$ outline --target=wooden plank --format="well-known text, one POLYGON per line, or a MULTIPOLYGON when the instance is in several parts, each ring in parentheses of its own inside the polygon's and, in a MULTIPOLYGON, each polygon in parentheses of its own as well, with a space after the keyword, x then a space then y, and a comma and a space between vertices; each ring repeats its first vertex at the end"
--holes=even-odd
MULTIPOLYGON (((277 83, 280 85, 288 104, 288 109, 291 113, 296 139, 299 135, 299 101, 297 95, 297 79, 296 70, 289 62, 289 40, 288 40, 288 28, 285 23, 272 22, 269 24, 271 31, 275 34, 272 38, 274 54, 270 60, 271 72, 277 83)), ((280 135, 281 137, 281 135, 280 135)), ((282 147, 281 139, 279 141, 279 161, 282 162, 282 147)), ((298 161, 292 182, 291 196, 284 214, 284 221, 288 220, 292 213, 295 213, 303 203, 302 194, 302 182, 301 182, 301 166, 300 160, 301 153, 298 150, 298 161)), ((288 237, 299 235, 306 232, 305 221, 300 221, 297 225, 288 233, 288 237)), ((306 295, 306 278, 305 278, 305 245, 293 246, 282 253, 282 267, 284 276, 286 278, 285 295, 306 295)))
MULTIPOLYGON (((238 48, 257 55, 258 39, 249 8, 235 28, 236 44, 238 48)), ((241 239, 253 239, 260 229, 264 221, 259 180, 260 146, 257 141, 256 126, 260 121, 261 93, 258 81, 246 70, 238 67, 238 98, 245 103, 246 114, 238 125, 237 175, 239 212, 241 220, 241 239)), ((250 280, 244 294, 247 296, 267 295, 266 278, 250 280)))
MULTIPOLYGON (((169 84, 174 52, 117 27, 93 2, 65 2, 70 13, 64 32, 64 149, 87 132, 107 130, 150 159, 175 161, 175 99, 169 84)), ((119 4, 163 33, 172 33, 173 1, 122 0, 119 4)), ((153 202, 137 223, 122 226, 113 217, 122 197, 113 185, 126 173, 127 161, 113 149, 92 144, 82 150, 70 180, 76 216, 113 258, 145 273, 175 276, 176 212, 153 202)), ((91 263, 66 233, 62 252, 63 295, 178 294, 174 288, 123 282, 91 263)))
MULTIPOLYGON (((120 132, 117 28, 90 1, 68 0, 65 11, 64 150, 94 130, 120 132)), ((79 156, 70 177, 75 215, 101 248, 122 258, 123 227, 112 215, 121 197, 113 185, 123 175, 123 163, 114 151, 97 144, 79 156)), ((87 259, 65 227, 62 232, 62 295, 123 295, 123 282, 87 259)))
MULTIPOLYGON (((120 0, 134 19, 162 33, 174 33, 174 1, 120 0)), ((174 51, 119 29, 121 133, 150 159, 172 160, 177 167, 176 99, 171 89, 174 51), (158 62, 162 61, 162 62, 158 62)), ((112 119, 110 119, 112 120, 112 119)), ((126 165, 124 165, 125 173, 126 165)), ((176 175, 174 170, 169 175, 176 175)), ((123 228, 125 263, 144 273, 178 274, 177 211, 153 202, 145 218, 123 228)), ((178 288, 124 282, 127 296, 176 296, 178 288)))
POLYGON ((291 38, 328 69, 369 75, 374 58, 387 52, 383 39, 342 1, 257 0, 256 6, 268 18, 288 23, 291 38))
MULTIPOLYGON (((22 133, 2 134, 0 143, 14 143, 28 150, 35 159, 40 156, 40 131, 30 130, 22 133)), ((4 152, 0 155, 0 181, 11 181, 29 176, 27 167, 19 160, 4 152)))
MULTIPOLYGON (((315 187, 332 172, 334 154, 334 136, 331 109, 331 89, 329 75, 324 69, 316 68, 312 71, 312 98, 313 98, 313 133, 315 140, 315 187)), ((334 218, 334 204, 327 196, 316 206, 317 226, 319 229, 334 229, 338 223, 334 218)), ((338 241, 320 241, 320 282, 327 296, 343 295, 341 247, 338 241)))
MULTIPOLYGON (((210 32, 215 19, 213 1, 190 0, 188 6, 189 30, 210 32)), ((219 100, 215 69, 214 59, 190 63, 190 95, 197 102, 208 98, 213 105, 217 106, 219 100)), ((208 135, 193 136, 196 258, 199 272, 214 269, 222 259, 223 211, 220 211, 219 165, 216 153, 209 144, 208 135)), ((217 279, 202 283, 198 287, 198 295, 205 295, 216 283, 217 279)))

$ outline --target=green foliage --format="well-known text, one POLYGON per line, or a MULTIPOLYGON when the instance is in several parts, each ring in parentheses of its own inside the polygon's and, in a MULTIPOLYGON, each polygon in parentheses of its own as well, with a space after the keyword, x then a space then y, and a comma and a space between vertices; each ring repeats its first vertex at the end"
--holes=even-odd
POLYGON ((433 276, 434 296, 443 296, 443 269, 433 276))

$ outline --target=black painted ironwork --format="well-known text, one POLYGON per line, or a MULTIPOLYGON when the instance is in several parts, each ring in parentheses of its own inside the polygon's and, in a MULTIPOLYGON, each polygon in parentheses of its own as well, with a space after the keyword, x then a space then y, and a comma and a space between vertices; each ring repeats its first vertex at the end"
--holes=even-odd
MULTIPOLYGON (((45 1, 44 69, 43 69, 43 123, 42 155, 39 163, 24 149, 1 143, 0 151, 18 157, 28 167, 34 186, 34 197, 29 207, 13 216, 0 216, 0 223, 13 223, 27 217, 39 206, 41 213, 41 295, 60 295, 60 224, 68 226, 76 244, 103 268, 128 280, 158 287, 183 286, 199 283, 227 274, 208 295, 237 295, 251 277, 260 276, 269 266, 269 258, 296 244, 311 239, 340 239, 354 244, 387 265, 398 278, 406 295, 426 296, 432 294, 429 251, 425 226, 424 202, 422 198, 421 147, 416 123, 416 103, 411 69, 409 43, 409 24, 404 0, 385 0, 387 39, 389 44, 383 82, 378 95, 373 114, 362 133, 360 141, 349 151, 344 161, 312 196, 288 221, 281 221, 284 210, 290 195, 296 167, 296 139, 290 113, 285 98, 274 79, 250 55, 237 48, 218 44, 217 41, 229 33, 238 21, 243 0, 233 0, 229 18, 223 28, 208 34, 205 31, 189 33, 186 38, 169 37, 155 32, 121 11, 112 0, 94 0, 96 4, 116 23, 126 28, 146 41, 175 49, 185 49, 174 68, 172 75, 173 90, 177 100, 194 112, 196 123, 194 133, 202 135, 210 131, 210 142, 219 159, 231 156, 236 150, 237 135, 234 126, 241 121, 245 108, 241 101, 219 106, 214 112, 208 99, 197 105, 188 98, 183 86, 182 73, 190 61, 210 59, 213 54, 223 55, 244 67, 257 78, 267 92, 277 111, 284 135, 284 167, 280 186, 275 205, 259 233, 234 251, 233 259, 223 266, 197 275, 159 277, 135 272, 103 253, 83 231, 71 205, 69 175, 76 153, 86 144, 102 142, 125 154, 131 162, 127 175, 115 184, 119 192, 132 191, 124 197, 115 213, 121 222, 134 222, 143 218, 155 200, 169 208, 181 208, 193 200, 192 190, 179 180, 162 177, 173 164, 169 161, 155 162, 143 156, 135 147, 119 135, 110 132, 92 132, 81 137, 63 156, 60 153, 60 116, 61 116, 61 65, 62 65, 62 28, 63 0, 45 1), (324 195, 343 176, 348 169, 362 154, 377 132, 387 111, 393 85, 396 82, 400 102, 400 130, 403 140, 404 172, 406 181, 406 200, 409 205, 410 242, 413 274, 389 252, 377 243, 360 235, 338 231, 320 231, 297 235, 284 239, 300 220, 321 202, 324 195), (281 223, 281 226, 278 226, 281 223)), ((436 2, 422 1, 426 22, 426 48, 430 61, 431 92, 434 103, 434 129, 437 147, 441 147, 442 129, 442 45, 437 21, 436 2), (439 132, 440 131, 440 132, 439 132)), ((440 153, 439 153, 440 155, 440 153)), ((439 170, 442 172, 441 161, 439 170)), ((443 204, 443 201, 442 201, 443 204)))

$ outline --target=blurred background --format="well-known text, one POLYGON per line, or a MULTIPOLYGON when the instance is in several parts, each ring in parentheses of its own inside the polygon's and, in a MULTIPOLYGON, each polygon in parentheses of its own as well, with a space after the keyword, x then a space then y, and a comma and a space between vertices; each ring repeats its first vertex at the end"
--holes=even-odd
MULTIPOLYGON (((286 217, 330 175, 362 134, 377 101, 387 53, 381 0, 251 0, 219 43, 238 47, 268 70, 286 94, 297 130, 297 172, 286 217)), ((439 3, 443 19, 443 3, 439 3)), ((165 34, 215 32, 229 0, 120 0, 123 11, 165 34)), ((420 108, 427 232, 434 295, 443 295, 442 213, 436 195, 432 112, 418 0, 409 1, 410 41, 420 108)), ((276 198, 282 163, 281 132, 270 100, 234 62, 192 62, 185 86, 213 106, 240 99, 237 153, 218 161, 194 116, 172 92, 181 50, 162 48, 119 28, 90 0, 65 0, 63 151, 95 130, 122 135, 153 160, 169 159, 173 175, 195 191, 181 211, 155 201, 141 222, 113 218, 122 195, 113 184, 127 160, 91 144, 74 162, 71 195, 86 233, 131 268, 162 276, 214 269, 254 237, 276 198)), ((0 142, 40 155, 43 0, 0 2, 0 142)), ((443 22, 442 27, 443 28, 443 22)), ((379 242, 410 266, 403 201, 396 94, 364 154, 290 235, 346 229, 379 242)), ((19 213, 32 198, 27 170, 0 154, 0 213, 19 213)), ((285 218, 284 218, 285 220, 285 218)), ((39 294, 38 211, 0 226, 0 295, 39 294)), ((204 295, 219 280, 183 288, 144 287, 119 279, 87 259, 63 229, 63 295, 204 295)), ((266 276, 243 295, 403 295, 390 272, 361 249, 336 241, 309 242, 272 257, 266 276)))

Short task:
Lay out everything from the line containing "outline --target=blurred background" down to the end of the records as a two-column CSV with the header command,polygon. Give one row per record, with the record's text and its answer each in a single quoted field and any line breaks replaced by spaces.

Finished answer:
command,polygon
"$ outline --target=blurred background --format=""well-known text, one POLYGON per line, or a MULTIPOLYGON when the instance is in several parts, each ring in parentheses of its own inside the polygon's and, in a MULTIPOLYGON, each polygon in parentheses of its own as well, with a space after the keyword, x then a space then y, and a comma and a space between vertices; each ring repeats its first vertex at the end"" --holes=even-odd","MULTIPOLYGON (((286 217, 330 175, 362 134, 377 101, 387 53, 381 0, 251 0, 219 43, 238 47, 268 70, 286 94, 297 130, 297 172, 286 217)), ((439 3, 443 19, 443 3, 439 3)), ((165 34, 215 32, 229 0, 120 0, 123 11, 165 34)), ((420 108, 427 232, 434 295, 443 295, 442 213, 436 195, 432 112, 418 0, 409 1, 410 41, 420 108)), ((276 198, 282 163, 281 132, 270 100, 234 62, 192 62, 185 86, 213 106, 240 99, 237 153, 218 161, 194 116, 172 92, 181 50, 162 48, 119 28, 90 0, 65 0, 63 151, 95 130, 122 135, 153 160, 169 159, 173 175, 195 191, 181 211, 155 201, 141 222, 113 218, 122 195, 113 184, 127 160, 91 144, 74 162, 71 195, 86 233, 131 268, 162 276, 214 269, 254 237, 276 198)), ((0 142, 40 155, 43 0, 0 2, 0 142)), ((443 22, 442 27, 443 28, 443 22)), ((379 242, 410 266, 403 201, 396 94, 364 154, 290 235, 346 229, 379 242)), ((19 213, 32 198, 27 170, 0 154, 0 213, 19 213)), ((285 218, 284 218, 285 220, 285 218)), ((39 294, 38 211, 0 226, 0 295, 39 294)), ((204 295, 219 280, 183 288, 144 287, 119 279, 87 259, 63 229, 63 295, 204 295)), ((266 276, 243 295, 403 295, 390 272, 361 249, 336 241, 309 242, 272 257, 266 276)))"